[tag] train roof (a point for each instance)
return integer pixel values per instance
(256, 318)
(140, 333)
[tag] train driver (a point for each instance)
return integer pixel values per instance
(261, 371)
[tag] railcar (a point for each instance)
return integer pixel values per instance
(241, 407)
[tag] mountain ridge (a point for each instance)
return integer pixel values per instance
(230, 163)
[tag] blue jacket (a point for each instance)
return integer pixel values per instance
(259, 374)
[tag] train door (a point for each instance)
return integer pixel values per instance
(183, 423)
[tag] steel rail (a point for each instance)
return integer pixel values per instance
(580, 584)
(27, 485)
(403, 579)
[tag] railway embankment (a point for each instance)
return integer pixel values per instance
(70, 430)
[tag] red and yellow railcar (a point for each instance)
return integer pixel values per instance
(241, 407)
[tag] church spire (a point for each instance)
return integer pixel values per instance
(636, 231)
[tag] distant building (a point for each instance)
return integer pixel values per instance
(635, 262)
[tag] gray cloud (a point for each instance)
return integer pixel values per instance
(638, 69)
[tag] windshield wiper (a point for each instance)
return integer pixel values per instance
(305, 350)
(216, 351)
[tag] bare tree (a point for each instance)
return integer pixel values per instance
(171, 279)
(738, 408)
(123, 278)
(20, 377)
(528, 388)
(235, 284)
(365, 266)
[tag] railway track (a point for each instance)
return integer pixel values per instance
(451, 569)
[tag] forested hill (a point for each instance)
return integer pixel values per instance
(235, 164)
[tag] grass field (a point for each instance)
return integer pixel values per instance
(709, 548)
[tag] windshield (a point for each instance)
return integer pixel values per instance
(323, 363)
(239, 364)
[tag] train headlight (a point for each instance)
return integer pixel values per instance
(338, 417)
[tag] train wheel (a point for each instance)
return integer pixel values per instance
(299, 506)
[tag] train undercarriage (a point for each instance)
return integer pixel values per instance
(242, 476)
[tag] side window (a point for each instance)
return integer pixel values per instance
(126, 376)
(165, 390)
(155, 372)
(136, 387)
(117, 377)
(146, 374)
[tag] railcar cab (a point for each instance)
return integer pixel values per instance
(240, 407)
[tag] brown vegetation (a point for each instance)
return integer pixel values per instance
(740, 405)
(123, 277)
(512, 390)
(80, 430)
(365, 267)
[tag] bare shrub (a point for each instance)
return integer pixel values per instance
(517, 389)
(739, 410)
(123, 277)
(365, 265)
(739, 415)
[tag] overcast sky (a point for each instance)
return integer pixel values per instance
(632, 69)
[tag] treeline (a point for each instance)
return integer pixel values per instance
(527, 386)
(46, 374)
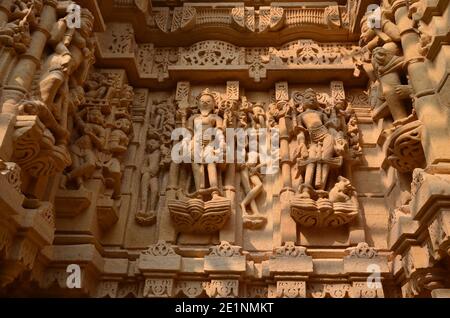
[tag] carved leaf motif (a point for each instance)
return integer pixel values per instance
(276, 17)
(225, 249)
(188, 18)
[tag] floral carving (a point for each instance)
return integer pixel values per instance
(225, 249)
(161, 248)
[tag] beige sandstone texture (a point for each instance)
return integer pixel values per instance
(355, 104)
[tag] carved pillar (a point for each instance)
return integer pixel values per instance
(429, 110)
(288, 227)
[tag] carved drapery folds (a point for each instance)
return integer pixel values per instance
(157, 158)
(391, 93)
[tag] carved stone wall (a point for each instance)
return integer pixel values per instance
(275, 150)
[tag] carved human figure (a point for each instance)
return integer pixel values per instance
(149, 181)
(387, 67)
(207, 126)
(258, 116)
(17, 32)
(62, 63)
(342, 191)
(119, 137)
(97, 85)
(312, 120)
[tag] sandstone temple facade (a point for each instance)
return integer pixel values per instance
(354, 96)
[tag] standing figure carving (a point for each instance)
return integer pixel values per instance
(323, 143)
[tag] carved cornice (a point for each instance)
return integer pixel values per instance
(281, 22)
(164, 65)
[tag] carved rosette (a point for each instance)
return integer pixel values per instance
(322, 213)
(222, 288)
(197, 216)
(35, 149)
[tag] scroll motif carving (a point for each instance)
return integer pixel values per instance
(103, 124)
(158, 288)
(291, 289)
(161, 248)
(405, 152)
(290, 250)
(205, 210)
(11, 171)
(190, 289)
(41, 134)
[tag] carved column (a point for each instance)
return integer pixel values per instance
(429, 110)
(288, 227)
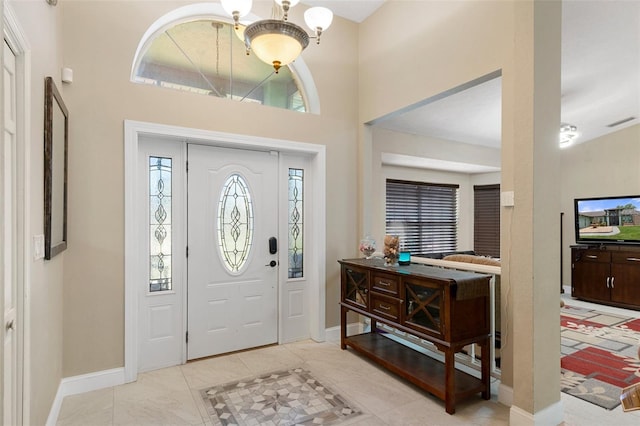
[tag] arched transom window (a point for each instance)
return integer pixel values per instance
(203, 54)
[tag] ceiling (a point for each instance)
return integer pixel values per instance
(600, 78)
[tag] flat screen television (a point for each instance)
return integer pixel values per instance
(607, 220)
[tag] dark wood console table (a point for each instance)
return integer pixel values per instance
(446, 307)
(607, 274)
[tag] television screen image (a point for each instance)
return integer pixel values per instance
(608, 220)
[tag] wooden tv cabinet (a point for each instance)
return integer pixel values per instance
(446, 307)
(607, 274)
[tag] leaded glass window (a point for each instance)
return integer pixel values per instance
(235, 223)
(208, 57)
(296, 222)
(159, 224)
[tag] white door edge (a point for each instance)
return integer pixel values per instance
(133, 268)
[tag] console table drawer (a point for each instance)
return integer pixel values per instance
(385, 284)
(626, 257)
(386, 307)
(598, 256)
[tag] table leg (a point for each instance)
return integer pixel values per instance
(485, 368)
(343, 327)
(450, 383)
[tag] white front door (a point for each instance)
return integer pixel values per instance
(233, 260)
(11, 367)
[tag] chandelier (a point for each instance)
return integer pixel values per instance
(277, 41)
(568, 133)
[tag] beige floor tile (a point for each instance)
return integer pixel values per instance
(212, 371)
(91, 408)
(270, 358)
(171, 395)
(160, 397)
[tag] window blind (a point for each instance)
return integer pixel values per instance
(486, 224)
(424, 215)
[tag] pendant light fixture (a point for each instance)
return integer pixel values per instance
(277, 41)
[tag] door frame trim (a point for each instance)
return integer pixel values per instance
(15, 36)
(133, 130)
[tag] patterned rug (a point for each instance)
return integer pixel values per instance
(599, 354)
(288, 397)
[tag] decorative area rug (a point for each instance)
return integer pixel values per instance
(288, 397)
(599, 354)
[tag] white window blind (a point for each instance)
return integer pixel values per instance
(424, 215)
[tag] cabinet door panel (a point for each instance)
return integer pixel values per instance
(355, 287)
(424, 306)
(625, 283)
(589, 280)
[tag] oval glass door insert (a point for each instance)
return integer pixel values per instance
(235, 223)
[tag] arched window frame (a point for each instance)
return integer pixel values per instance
(214, 11)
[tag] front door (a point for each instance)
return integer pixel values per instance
(232, 250)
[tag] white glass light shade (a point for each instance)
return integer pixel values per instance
(568, 134)
(276, 42)
(318, 17)
(242, 7)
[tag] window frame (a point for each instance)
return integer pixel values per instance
(406, 215)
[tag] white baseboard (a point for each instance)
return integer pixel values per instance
(333, 334)
(81, 384)
(505, 395)
(552, 415)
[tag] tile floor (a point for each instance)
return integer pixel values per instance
(171, 396)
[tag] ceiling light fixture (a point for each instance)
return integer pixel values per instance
(568, 134)
(277, 41)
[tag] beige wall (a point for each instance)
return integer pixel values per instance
(609, 165)
(41, 25)
(100, 40)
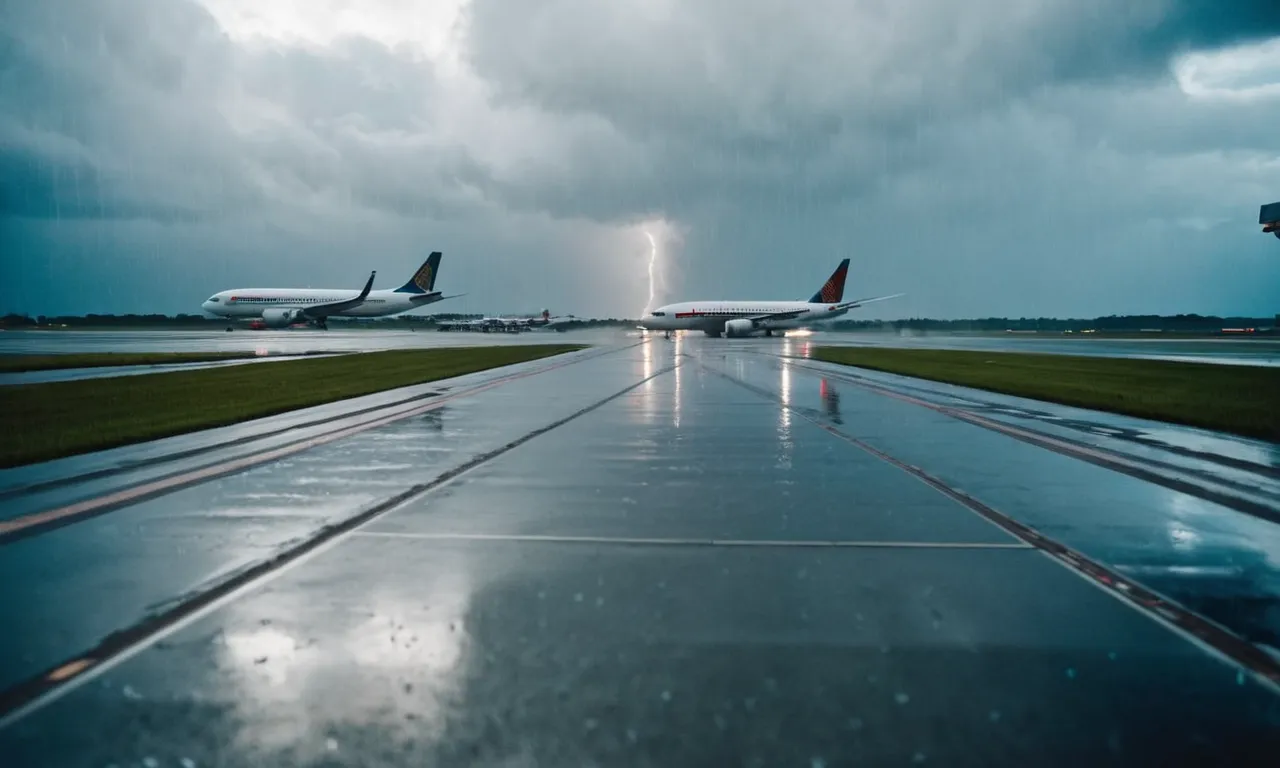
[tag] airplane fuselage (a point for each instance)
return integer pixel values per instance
(712, 316)
(250, 302)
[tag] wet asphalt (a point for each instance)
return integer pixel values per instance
(652, 553)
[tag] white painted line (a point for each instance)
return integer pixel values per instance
(664, 542)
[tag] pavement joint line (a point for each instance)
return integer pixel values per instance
(1096, 456)
(1215, 639)
(39, 522)
(45, 688)
(681, 542)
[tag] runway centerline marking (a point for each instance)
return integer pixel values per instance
(677, 542)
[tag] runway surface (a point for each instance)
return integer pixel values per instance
(649, 553)
(1225, 351)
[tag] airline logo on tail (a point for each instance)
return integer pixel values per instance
(424, 279)
(833, 289)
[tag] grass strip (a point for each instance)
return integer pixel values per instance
(60, 419)
(1232, 398)
(18, 364)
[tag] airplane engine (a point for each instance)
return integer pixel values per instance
(280, 318)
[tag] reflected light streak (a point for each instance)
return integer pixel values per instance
(291, 689)
(785, 443)
(675, 410)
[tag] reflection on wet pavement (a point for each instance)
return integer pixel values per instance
(694, 572)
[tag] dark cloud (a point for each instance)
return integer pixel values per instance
(997, 156)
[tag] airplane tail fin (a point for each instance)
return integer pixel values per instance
(424, 279)
(833, 289)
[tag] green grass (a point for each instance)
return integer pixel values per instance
(1232, 398)
(60, 419)
(13, 364)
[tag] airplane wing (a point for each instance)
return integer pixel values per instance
(432, 297)
(786, 315)
(794, 314)
(333, 307)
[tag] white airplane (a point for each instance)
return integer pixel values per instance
(749, 318)
(280, 307)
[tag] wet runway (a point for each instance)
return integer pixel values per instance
(1219, 351)
(649, 553)
(1225, 351)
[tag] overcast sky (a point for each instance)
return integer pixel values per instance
(1069, 158)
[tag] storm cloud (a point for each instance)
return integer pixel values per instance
(991, 158)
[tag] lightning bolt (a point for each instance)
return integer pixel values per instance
(653, 261)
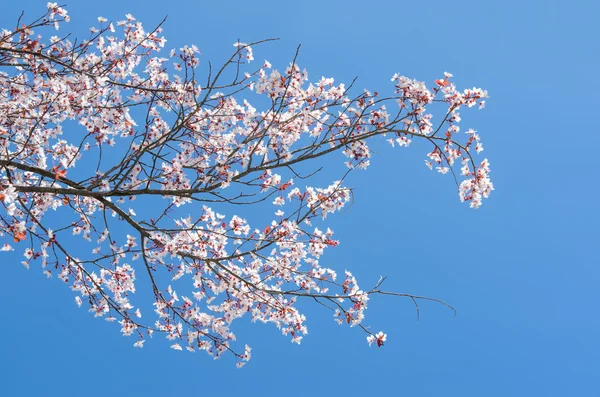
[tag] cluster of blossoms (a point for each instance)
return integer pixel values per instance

----

→ TASK DIRECTIONS
When you reach the line containing "[tag] train wheel (a point for each instance)" in the data above, start copying exactly, and stop after the line containing "[tag] railcar cab (a point for each instance)".

→ TASK RESPONSE
[tag] train wheel (a point for each instance)
return integer pixel values per instance
(299, 506)
[tag] train undercarriage (a point for each instance)
return integer pixel values per instance
(242, 476)
[tag] side window (a point for each instance)
return integer pixel values per instance
(126, 376)
(165, 390)
(155, 372)
(136, 387)
(117, 377)
(146, 374)
[tag] railcar cab (a point for each instance)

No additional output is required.